§ **The exercise**:
Below is a set of records; restate each one word for word.

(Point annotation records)
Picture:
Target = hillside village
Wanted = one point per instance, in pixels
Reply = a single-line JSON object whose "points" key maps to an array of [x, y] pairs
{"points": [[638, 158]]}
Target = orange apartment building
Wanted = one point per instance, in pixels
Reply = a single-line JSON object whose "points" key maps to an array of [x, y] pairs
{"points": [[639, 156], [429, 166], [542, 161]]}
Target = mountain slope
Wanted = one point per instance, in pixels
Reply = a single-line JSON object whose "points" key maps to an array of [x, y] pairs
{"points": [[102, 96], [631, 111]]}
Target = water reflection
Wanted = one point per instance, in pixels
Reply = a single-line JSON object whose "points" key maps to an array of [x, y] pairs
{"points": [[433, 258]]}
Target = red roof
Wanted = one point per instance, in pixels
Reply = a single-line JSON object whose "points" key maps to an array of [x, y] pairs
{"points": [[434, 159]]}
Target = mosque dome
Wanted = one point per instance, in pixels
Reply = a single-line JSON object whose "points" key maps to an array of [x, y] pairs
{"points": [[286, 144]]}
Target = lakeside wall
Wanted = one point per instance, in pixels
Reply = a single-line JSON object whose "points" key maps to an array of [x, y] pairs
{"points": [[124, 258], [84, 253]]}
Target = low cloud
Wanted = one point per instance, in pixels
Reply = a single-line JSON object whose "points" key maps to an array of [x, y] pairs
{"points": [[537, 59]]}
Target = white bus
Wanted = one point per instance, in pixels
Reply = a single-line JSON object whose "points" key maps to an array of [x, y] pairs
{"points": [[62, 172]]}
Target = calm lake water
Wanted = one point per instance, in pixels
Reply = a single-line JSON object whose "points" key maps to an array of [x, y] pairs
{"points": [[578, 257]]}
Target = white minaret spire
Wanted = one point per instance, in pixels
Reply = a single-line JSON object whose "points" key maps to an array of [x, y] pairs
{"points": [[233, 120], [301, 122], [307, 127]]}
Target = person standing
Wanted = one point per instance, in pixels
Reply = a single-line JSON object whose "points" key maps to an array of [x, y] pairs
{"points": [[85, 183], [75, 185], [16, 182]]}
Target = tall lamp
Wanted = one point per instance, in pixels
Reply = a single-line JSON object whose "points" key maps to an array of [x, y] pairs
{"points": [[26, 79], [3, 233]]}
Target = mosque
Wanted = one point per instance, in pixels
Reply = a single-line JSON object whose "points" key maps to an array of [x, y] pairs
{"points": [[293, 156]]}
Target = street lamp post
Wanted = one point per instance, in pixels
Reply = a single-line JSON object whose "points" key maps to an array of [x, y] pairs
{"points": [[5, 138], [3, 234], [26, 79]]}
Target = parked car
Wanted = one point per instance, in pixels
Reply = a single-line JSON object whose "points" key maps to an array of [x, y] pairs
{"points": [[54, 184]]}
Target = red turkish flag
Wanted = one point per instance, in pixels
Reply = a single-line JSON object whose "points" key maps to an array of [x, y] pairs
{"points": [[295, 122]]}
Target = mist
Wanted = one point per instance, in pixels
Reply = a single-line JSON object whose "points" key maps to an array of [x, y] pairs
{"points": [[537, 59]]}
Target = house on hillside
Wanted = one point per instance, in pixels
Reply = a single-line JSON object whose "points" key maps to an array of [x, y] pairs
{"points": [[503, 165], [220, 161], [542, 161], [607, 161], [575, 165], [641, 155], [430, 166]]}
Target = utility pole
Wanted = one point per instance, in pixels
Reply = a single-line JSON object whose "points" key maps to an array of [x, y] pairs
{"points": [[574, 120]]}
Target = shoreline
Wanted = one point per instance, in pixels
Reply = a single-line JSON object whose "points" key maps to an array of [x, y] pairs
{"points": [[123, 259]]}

§ **Solution**:
Picture:
Target = hillside village
Wanted = one point per instance, in pixels
Reply = a single-line JSON object whose "points" key maps to an array of [x, y] pairs
{"points": [[638, 158]]}
Target = orange apartment building
Wanted = one point per instance, in pixels
Reply = a single-line JSON object whose "points" key maps to an array of [x, y] pairs
{"points": [[639, 156], [429, 166], [542, 161]]}
Target = mountain slope
Wanted = one point per instance, in pixels
Reply = a single-line JSON object whose "points" key maps to an array of [x, y] pairs
{"points": [[102, 96], [631, 111]]}
Target = water reflection
Wanted = one point per instance, in pixels
Reply = a single-line JSON object whose "points" key maps to an array of [x, y] pairs
{"points": [[433, 258]]}
Target = red roof
Wanted = one point per instance, in pixels
Reply = a single-line JSON object whose "points" key maps to an array of [x, y] pairs
{"points": [[434, 159]]}
Target = mosque dome
Wanted = one point per instance, in pixels
Reply = a single-line JSON object whose "points" key maps to an array of [x, y] pairs
{"points": [[286, 144]]}
Target = lakeside wall
Wanted = one point per instance, in pixels
Reply = a single-line JSON object whose "points" key maps to an array of [x, y] pairs
{"points": [[124, 258], [84, 253]]}
Target = low cloud
Wanted = one point per instance, in pixels
Reply = a single-line JSON object whose "points" key maps to an array of [x, y] pairs
{"points": [[537, 59]]}
Target = white bus
Wanted = one point per instance, in pixels
Reply = a single-line JSON object whose "points" key maps to an array of [x, y] pairs
{"points": [[62, 172]]}
Target = calm lake water
Wanted = one point per instance, in pixels
Reply = a single-line JSON object whose "points" key maps to an array of [x, y] pairs
{"points": [[578, 257]]}
Target = white minaret spire
Wanted = one point per instance, in pixels
Reply = a single-line JSON object whose "points" key maps to an array of [x, y] pairs
{"points": [[233, 120], [301, 122], [307, 127]]}
Target = person standing
Wanted = one point per instance, in pixels
Reply = a single-line JSON object whose "points" key maps to an array of [x, y] pairs
{"points": [[85, 183], [75, 185], [16, 182]]}
Target = tall lamp
Wanted = one point per instance, in pixels
Reply = a single-line JSON object whose "points" key maps to an array of [x, y] pairs
{"points": [[26, 79], [3, 233]]}
Target = mosque
Wanted = one point per instance, in pixels
Reply = a single-line JSON object whose "points" key maps to an array of [x, y] pairs
{"points": [[293, 156]]}
Target = street lamp post
Wanted = one point per instance, in pixels
Reply = a single-line JSON object whose "points" key maps to an array of [x, y] pairs
{"points": [[5, 138], [3, 234], [26, 79]]}
Target = parked car
Wanted = one point per instance, in pixels
Reply = a single-line JSON object whose "points" key maps to an array of [x, y] pairs
{"points": [[54, 184]]}
Target = red turkish flag
Wanted = one point per instance, in pixels
Reply = a single-line JSON object whose "points" key maps to an array of [x, y] pairs
{"points": [[295, 122]]}
Target = mist
Wanted = one point per instance, in pixels
Reply = a single-line JSON object whose "points" key maps to an array of [x, y] pairs
{"points": [[537, 59]]}
Target = house on hillside
Wanted = one point per instance, in pixels
Reply = a single-line JSON object whose "points" key maps to an array of [x, y] pairs
{"points": [[503, 165], [220, 161], [542, 161], [607, 161], [575, 165], [641, 155], [430, 166]]}
Target = utility pole
Wanted = one point per instance, in pixels
Reply = a single-line JSON object whose "points" key maps to an array of [x, y] pairs
{"points": [[574, 120]]}
Target = shoreline
Wanted = one point per instance, in pixels
Reply = a single-line JSON object whose "points" key maps to an array of [x, y] pairs
{"points": [[123, 259]]}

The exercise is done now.